§ **Input for this task**
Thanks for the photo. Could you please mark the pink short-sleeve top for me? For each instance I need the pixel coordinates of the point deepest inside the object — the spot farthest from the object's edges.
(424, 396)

* * *

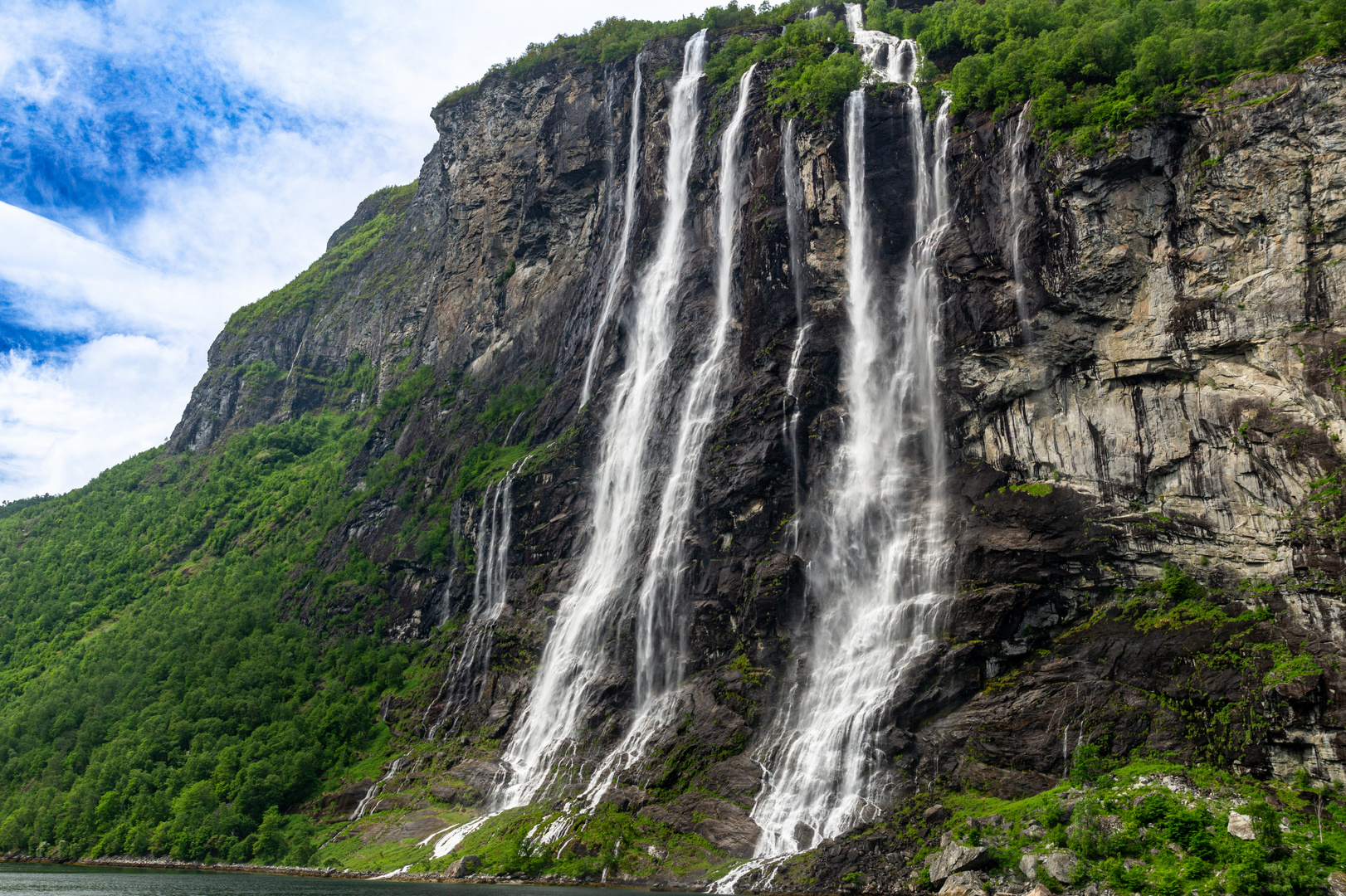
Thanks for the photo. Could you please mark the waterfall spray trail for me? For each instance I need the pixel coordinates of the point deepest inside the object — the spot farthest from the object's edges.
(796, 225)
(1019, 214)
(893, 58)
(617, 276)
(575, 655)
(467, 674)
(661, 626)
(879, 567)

§ **Exercise description**
Pull out every line in the rows above that contains the word "inside" and reproduce each of those lines unchanged.

§ **Response**
Thanks for the photo. Could you please mark the pink short-sleeve top for me? For each instance I need the pixel coordinates of the point deepest inside the object — the spot farthest from the object's edges.
Thanks for the photo. Could you please mark the waterfall spray trail for me? For each instance I need the pixel coordinates of the point deepest inside the object — the spot farthest from the object's edges.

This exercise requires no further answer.